§ **Requirement A**
Answer these questions from the article about the Kerala floods:
(i) How many dams in Kerala had to be opened?
(ii) For how long has Shyama Haridas been living in the flat overlooking the Periyar?
(iii) In which year was the Idamalayar dam opened without much damage?

§ **Article**
++++++++

August 18, 2018 10:56 IST

'We used to enjoy looking at the serene Periyar river every day, flowing quietly and calmly.'
'How everything changed in a day!'
'The quiet Periyar became angry, aggressive, ferocious, terrifying everyone in its way.'
'I have not seen this kind of rain fury in my entire life.'

An aerial view of a flooded locality in Aluva. Photograph: PTI Photo

IMAGE: An aerial view of a flooded locality in Aluva. Photograph: PTI Photo

The rain fury continues in Kerala. It has not spared anyone or any place in the entire state, but the worst affected areas are the central and northern parts of Kerala.

Asia's largest arch dam, the Idukki dam, opened all its five shutters releasing lakhs of litres of water which finally ends up in the Periyar river.

On the whole, 33 dams in Kerala had to be opened.

With the Idukki and Idamalyar dams opened, Aluva, the town that is on the banks of the Periyar, was put on red alert a couple of weeks ago.

Aluva has been one of the sought after locations and there are several high rise apartments on both the sides of the Periyar. Naturally, all those living on the banks are frightened.

Shyama Haridas, a music teacher, has been living in a beautiful flat overlooking the Periyar for the last eight years, but this is the first time that she saw the real fury of the river.

She tells Rediff.com's Shobha Warrier what she saw:

 

When all the five shutters of the Idukki dam were opened last week, we expected the water level on the Periyar to rise.

Though it was reported that 800,000 litres of water was released per second, the water level did not level considerably.

Perhaps that made us a little complacent. We thought the worst was over and we would be safe and did not anticipate a situation like this.

By the 15th afternoon, we saw the water level rising alarmingly on the Periyar.

It was a disturbing sight. Still we thought since we lived on the second floor, there was no cause for alarm.

By the evening, water slowly started filling up the ground floor of our building. Other than parking, there are a couple of flats on the ground floor and they had to vacate immediately.

Still, we were not that worried. Even in 2013 when the Idamalayar dam was opened, there was not much damage. Nobody had to vacate their home.

But it was not to be. This was 2018 and what unfolded was something totally different.

When we found that water was rising at an alarming pace, we got panicky. By then, it was dark and there was no way we could get out of the building.

It was one of the nights I will never forget in my life.

Heavy rains lashed outside and we could hear strong winds too. We had no idea what awaited us in the morning.

I knew we had to somehow leave the apartment in the morning. So, I gathered all the important documents in a bag and got ready for any eventuality. None of us in our apartment slept that night.

As expected, it was a scary sight. The entire ground floor was flooded and water was still rising.

We sent messages through our friends and relatives to the emergency services to rescue us.

By afternoon, a boat came to our apartment and getting onto the boat from the first floor was such a frightening experience.

As we were escaping, on the way we could see many people like us trapped in many houses.

People standing on the terrace with their houses fully under water, shouting for help.

++++++++

§ **Requirement B**
Copy the part of the rows that opens with the line containing "Find the street lamp in this photo." and closes with the line containing "[802, 285, 856, 332]", including both of those lines. Leave the pictures out of your copy.

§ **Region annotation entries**
++++++++

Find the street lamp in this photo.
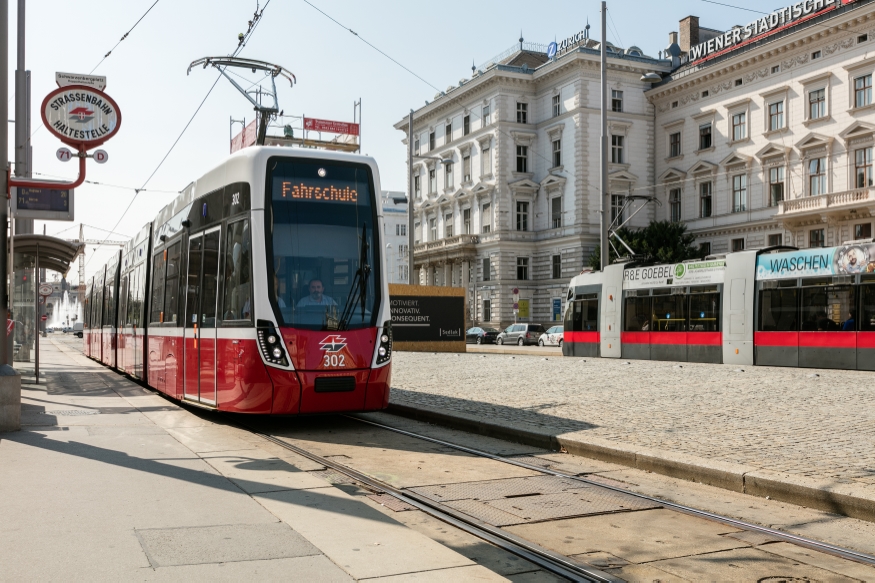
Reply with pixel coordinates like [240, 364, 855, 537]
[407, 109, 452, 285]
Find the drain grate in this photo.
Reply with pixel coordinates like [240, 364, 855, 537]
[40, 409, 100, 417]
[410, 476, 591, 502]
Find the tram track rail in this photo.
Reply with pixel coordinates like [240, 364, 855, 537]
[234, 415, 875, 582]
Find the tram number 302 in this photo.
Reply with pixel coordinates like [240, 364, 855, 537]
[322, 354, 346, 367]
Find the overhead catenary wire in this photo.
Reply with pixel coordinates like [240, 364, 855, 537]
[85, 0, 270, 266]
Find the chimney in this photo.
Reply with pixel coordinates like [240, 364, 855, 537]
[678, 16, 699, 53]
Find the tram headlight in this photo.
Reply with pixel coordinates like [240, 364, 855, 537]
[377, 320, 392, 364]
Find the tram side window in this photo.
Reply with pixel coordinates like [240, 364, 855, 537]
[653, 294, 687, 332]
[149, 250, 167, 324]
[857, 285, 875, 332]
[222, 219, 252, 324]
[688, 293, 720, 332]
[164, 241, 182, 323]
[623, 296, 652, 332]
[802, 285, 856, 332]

++++++++

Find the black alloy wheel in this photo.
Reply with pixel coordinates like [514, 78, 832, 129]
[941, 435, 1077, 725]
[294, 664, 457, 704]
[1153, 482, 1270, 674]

++++++++

§ **Correct result A**
(i) 33
(ii) Eight years
(iii) 2013

§ **Correct result B**
Find the street lamp in this photo.
Reply with pixel coordinates like [240, 364, 855, 537]
[407, 109, 452, 285]
Find the drain grate in this photo.
Reply with pixel coordinates like [240, 364, 855, 537]
[40, 409, 100, 417]
[410, 476, 591, 502]
Find the tram track rail in this photo.
Reply with pixel coordinates like [240, 364, 855, 537]
[234, 415, 875, 582]
Find the tram number 302 in this photo.
Reply with pixel coordinates like [240, 364, 855, 537]
[322, 354, 346, 367]
Find the overhead catenary wire in this photo.
Reply with pixel coordinates like [240, 364, 855, 537]
[85, 0, 270, 266]
Find the chimney in this photo.
Reply with pixel coordinates like [240, 364, 855, 537]
[678, 16, 699, 53]
Find the tram headlight in this photo.
Reply with pixel coordinates like [240, 364, 855, 537]
[377, 320, 392, 364]
Find the tram side window in this photo.
Reply with pixel coordinates like [240, 364, 855, 537]
[653, 294, 687, 332]
[149, 250, 167, 324]
[857, 285, 875, 332]
[222, 219, 252, 324]
[688, 293, 720, 332]
[164, 241, 182, 323]
[623, 296, 652, 332]
[802, 285, 856, 332]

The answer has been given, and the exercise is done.